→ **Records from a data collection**
#####
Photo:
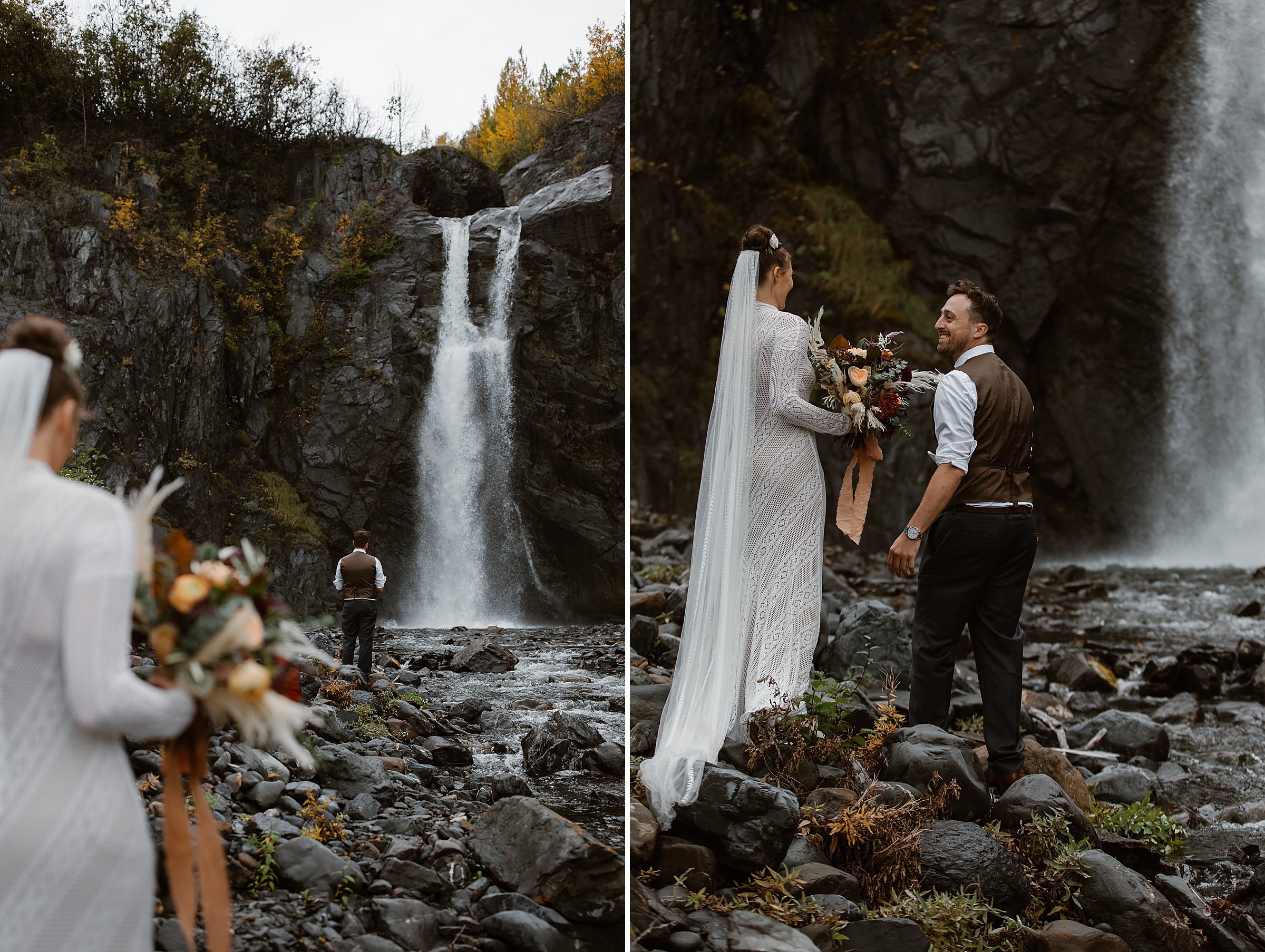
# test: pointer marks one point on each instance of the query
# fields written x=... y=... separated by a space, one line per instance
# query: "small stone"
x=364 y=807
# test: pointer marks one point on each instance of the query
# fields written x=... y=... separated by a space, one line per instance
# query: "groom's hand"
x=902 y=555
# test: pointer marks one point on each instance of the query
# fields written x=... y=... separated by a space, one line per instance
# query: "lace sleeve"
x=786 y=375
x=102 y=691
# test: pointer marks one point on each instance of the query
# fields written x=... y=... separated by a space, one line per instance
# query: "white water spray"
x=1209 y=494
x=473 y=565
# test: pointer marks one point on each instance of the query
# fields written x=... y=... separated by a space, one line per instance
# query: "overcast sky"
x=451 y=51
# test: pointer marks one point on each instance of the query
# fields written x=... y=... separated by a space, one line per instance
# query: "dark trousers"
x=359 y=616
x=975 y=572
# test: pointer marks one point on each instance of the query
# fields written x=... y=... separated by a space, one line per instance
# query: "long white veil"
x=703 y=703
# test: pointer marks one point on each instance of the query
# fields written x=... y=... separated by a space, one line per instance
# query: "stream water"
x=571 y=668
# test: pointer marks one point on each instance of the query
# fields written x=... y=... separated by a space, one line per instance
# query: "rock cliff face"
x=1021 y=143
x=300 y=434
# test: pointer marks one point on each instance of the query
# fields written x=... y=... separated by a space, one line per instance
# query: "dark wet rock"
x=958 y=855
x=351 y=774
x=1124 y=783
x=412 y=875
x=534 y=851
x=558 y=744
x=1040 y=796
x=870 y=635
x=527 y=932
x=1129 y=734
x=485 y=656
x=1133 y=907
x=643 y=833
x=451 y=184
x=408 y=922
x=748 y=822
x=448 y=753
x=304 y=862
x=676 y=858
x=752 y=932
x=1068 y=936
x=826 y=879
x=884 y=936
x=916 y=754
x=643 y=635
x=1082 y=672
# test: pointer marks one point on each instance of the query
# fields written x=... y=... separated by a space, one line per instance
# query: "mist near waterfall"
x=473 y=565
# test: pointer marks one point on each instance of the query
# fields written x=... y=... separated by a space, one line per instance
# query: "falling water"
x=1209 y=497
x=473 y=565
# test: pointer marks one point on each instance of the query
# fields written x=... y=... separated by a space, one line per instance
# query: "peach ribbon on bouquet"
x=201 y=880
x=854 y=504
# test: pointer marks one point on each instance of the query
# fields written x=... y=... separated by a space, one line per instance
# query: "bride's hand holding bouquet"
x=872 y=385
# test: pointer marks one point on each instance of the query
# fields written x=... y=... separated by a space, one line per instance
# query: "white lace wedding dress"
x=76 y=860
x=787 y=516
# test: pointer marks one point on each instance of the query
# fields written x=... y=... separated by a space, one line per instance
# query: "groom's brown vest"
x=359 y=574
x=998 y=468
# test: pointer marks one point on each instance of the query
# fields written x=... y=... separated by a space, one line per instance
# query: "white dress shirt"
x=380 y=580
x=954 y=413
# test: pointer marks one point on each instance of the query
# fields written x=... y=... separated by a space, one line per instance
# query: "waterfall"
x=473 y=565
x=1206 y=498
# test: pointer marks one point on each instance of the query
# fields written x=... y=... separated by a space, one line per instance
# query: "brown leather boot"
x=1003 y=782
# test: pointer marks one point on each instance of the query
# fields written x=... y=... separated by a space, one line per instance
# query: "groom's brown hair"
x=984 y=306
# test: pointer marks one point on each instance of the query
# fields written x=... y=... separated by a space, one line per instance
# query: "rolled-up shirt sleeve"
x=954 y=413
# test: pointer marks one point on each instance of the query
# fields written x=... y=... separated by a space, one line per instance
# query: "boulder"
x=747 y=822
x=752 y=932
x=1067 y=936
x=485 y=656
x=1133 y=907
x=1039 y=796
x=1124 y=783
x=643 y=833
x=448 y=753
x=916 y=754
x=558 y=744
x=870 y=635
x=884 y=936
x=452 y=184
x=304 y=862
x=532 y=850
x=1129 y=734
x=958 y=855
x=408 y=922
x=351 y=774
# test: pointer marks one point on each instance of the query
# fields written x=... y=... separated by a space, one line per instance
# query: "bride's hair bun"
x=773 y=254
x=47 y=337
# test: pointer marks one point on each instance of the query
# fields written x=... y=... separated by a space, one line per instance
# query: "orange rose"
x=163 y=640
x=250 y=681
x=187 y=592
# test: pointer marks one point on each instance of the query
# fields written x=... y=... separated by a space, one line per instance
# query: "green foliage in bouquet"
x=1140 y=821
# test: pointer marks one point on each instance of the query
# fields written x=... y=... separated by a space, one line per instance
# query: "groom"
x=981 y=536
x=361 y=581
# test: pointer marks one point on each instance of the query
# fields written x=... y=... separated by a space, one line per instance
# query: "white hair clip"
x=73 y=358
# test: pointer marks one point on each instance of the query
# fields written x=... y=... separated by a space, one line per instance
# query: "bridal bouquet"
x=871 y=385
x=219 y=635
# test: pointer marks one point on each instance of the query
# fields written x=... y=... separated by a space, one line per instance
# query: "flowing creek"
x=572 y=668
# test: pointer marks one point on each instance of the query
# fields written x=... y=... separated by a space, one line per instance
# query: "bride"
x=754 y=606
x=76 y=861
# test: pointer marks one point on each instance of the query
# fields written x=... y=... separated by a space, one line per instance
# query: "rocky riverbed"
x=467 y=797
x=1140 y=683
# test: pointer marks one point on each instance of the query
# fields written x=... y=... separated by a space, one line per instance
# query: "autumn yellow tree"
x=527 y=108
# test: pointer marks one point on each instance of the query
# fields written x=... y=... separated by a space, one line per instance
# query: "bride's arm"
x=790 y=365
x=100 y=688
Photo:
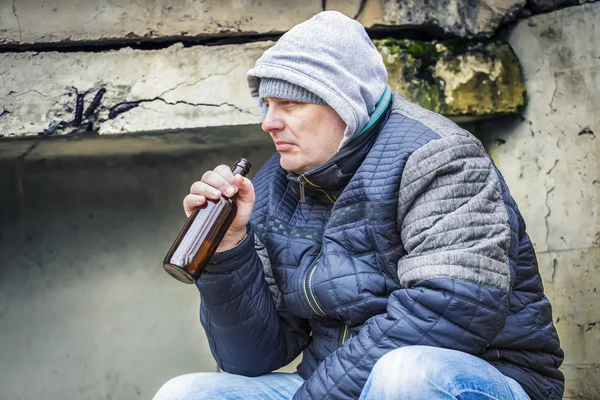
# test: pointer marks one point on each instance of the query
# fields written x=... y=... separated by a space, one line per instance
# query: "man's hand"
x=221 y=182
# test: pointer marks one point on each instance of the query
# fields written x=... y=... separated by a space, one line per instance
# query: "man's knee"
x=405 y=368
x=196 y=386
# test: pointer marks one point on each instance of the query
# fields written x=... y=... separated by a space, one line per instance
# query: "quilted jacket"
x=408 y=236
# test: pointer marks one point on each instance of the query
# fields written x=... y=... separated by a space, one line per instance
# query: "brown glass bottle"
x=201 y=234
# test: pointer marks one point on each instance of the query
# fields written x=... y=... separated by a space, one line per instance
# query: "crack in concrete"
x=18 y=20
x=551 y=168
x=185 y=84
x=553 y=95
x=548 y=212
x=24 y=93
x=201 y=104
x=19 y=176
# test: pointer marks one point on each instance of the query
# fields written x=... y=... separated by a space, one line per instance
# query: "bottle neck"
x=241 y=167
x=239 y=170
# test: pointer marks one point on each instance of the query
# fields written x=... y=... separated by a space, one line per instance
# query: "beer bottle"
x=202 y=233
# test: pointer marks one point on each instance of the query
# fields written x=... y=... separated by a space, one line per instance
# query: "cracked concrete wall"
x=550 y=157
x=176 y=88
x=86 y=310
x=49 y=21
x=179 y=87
#####
In the copy, keep every line of the data above exactly and drop each picture.

Photo:
# test: pointer marks one point on each instance of the query
# fields written x=... y=... separated by a space, one line per instance
# query: "small stone"
x=364 y=807
# test: pointer marks one point on each instance of the query
# fields written x=... y=... separated by a space, one line per instance
# query: "groom's hand"
x=902 y=555
# test: pointer marks one point on each instance of the query
# fields written x=... y=... separated by a space, one line per instance
# query: "lace sleeve"
x=786 y=375
x=102 y=691
# test: pointer marks one point on each instance of the query
# fields written x=... y=... separated by a space, one line per instance
# query: "white water spray"
x=1209 y=494
x=473 y=565
# test: pointer marks one point on each instance of the query
# fields written x=... y=... separated by a space, one line per instance
# query: "overcast sky"
x=451 y=51
# test: pointer marks one point on each instance of the query
# fields written x=... y=... separated by a space, one line per instance
# query: "dark trousers"
x=359 y=616
x=975 y=572
# test: pointer marks one point on each instance of the query
# fields written x=... y=... separated by a space, one line per instance
# query: "long white veil"
x=703 y=703
# test: pointer marks one point on each instance of the query
# fields written x=... y=... separated by a space, one line per instance
# query: "stream water"
x=571 y=668
# test: pointer marks one point on each instance of the query
# fields written x=... y=... separated by a space, one line per instance
# query: "rock cliff face"
x=1021 y=143
x=300 y=434
# test: pointer marks one point on each instance of the query
# fields written x=... y=... separated by a space, one line per instance
# query: "dark wet rock"
x=958 y=855
x=351 y=774
x=1124 y=783
x=412 y=875
x=534 y=851
x=558 y=744
x=1040 y=796
x=870 y=635
x=527 y=932
x=1129 y=734
x=485 y=656
x=1133 y=907
x=643 y=833
x=451 y=184
x=408 y=922
x=748 y=822
x=448 y=753
x=304 y=862
x=676 y=858
x=752 y=932
x=1068 y=936
x=826 y=879
x=884 y=936
x=916 y=754
x=643 y=635
x=1082 y=672
# test: pointer marks one point on each instance of the query
# fields written x=... y=... separated by a space, one line per instance
# query: "mist near waterfall"
x=473 y=565
# test: pointer marks one point on each instance of the query
# fields written x=... y=... separated by a space, one line per instance
# query: "falling water"
x=1209 y=497
x=473 y=565
# test: pointer marks one point on each instance of the query
# fields written x=... y=... separated by a space, one line per instance
# query: "peach ribbon on bouquet"
x=201 y=880
x=854 y=504
# test: pointer marks one point on each instance of the query
# fields written x=... y=... separated by a space, one line per instance
# query: "bride's hand holding bouquet"
x=872 y=385
# test: pointer marks one point on each instance of the query
# fields written x=... y=... separated by a space, one line per instance
# query: "white lace wedding dress"
x=76 y=860
x=787 y=516
# test: pointer marks one point on each instance of the query
# fields written x=... y=... separated by a space, one line per instance
# query: "groom's brown vest"
x=359 y=574
x=998 y=468
# test: pointer marks one point on each instance of the query
# fields written x=... y=... separated by a space, one line per instance
# query: "white dress shirt"
x=380 y=580
x=954 y=413
# test: pointer marks one point on each instance of the query
# fields written x=... y=... separated by a space, one line per instance
# query: "waterfall"
x=473 y=565
x=1206 y=498
# test: pointer marks one point on each instance of the query
# fields written x=... y=... separated by a space, one line per instance
# query: "brown leather boot"
x=1003 y=782
# test: pointer marks one point on each instance of the query
# fields written x=... y=... separated by a space, one line per instance
# query: "groom's brown hair"
x=984 y=306
# test: pointer marks one point on each instance of the query
# fields written x=... y=... separated by a space, one line per instance
# query: "rolled-up shirt sleeve"
x=954 y=413
# test: pointer marks one point on each instance of the query
# fields written x=... y=... separated by a space, one line per instance
# query: "boulder"
x=747 y=822
x=752 y=932
x=1067 y=936
x=485 y=656
x=1133 y=907
x=1039 y=796
x=1124 y=783
x=643 y=833
x=448 y=753
x=916 y=754
x=558 y=744
x=870 y=635
x=884 y=936
x=452 y=184
x=304 y=862
x=532 y=850
x=1129 y=734
x=958 y=855
x=408 y=922
x=351 y=774
# test: pointer marks one point on each instance of the query
# fields written x=... y=... separated by a space, one line per instance
# query: "bride's hair bun"
x=773 y=254
x=47 y=337
# test: pointer marks one point on each instance of the query
# fields written x=... y=... separated by a space, one line per instance
# query: "orange rose"
x=163 y=640
x=250 y=681
x=187 y=592
# test: pointer marks one point on each instance of the query
# fields written x=... y=... separated by a space, one line per instance
# query: "green foliage in bouquet"
x=1140 y=821
# test: pointer marks one point on each instance of the query
# fields written x=... y=... separated by a space, one line per instance
# query: "groom"
x=981 y=536
x=361 y=581
# test: pointer marks one point on each instance of the query
# fields written x=... y=... separated by a space, one line per instance
# query: "white hair clip"
x=73 y=358
# test: pointer marks one point on each instance of the query
# fields written x=... y=... separated by a space, one line per instance
# query: "bridal bouquet"
x=871 y=385
x=219 y=635
# test: pointer marks one point on each instance of the query
# fields written x=... y=... separated by a space, one line per instance
# query: "flowing creek"
x=572 y=668
# test: pointer marks one point on each instance of the query
# fields written x=... y=... separated by a space, one line per instance
# query: "bride"
x=754 y=606
x=76 y=861
# test: pointer marks one point on each instance of the query
# fields written x=... y=... separated by a space, one line per instance
# query: "rocky riverbed"
x=467 y=797
x=1140 y=683
# test: pointer marks one point on each instance of the query
# fields written x=... y=... separated by a space, one line per instance
# query: "autumn yellow tree"
x=527 y=108
# test: pointer marks one point on each instance of the query
# fields written x=... y=... separated by a space, one line per instance
# query: "bride's arm"
x=790 y=365
x=100 y=688
Photo:
# test: pointer marks one point on each instance of the query
# fields written x=... y=... separated by a space, one line per instance
# query: "man's hand"
x=221 y=182
# test: pointer marks one point on each instance of the query
# fields written x=... y=... separated by a space, one line per instance
# query: "man's knee"
x=405 y=368
x=196 y=386
# test: pointer marks one point on each instance of the query
# fields written x=... y=... separated by a space, one line per instance
# query: "quilted jacket"
x=408 y=236
# test: pointer marks one point on each instance of the query
# fields written x=... y=... separated by a space, one line per instance
# query: "brown glass bottle"
x=201 y=234
# test: pointer marks one point on each instance of the query
# fields written x=... y=... separated by a space, one line per instance
# query: "crack in concrete"
x=18 y=20
x=551 y=168
x=185 y=84
x=553 y=95
x=548 y=212
x=24 y=93
x=201 y=104
x=19 y=176
# test: pointer marks one point on each instance of the query
# fields written x=... y=... separated by a space, one line per instance
# query: "bottle neck"
x=241 y=167
x=239 y=170
# test: pointer marks one point on each instance of the query
# fields written x=... y=... separated by a space, one line per instance
# query: "beer bottle"
x=202 y=233
# test: pointer marks one point on each instance of the query
# fields written x=... y=... separated by a space, one line per instance
# query: "cracked concrete wall"
x=550 y=157
x=176 y=88
x=86 y=310
x=49 y=21
x=179 y=87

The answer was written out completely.